- **Work request**: Where a line below carries the word "pale", include it in the count, then give the count alone.

(Entries taken from a collection)
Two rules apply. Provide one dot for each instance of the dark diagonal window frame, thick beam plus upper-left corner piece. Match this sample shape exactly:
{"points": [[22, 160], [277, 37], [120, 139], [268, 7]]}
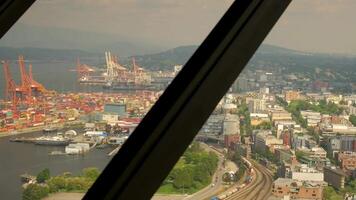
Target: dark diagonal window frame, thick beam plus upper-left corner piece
{"points": [[152, 150]]}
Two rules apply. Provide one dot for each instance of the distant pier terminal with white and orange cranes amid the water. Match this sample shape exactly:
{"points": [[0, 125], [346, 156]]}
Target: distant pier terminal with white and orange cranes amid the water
{"points": [[118, 77]]}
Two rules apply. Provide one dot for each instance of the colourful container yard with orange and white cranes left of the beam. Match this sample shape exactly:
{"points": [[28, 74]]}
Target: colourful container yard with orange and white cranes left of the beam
{"points": [[29, 106]]}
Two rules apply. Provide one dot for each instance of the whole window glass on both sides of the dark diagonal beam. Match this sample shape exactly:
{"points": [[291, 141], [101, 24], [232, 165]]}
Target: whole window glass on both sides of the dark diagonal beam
{"points": [[80, 75]]}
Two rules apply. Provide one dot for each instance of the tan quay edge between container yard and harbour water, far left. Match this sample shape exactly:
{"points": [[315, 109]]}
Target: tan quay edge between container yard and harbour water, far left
{"points": [[36, 129]]}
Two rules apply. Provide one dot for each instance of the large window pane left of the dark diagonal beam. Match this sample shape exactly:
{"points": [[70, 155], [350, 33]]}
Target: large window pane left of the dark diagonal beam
{"points": [[78, 76]]}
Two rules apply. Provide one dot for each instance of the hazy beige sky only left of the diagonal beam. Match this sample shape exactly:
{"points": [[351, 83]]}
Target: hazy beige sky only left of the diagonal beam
{"points": [[162, 21]]}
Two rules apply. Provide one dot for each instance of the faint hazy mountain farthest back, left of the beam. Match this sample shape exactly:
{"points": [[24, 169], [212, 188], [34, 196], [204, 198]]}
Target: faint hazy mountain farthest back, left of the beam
{"points": [[21, 35]]}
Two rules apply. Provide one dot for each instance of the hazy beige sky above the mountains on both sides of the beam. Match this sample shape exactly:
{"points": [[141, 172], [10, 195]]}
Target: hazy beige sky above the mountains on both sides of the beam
{"points": [[311, 25]]}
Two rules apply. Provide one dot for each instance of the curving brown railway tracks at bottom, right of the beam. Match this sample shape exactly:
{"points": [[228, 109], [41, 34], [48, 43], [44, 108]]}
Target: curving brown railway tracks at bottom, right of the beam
{"points": [[259, 188]]}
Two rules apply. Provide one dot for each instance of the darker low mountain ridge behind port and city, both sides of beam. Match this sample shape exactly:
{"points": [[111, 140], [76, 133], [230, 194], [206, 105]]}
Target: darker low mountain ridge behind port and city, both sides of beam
{"points": [[266, 55]]}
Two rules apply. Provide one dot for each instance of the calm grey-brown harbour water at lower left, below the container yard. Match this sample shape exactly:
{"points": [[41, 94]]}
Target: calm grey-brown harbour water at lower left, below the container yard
{"points": [[20, 158]]}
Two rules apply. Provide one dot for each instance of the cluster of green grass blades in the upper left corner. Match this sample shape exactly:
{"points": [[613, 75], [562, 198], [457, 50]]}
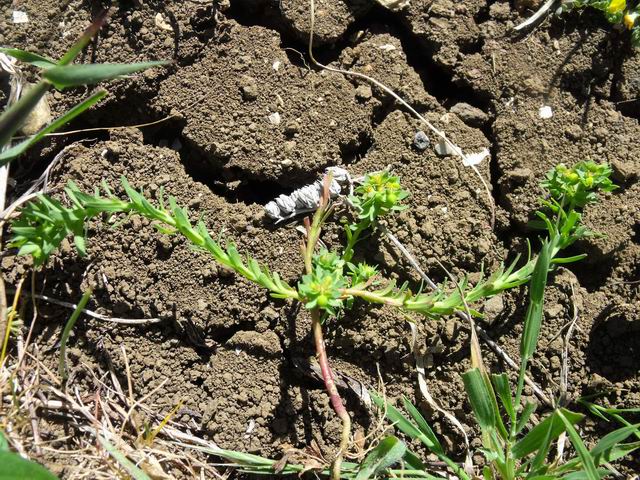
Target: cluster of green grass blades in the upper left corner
{"points": [[60, 75]]}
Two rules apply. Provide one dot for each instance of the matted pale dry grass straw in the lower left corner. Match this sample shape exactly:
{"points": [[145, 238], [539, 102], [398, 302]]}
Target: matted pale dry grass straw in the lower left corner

- **Result of this exercise**: 2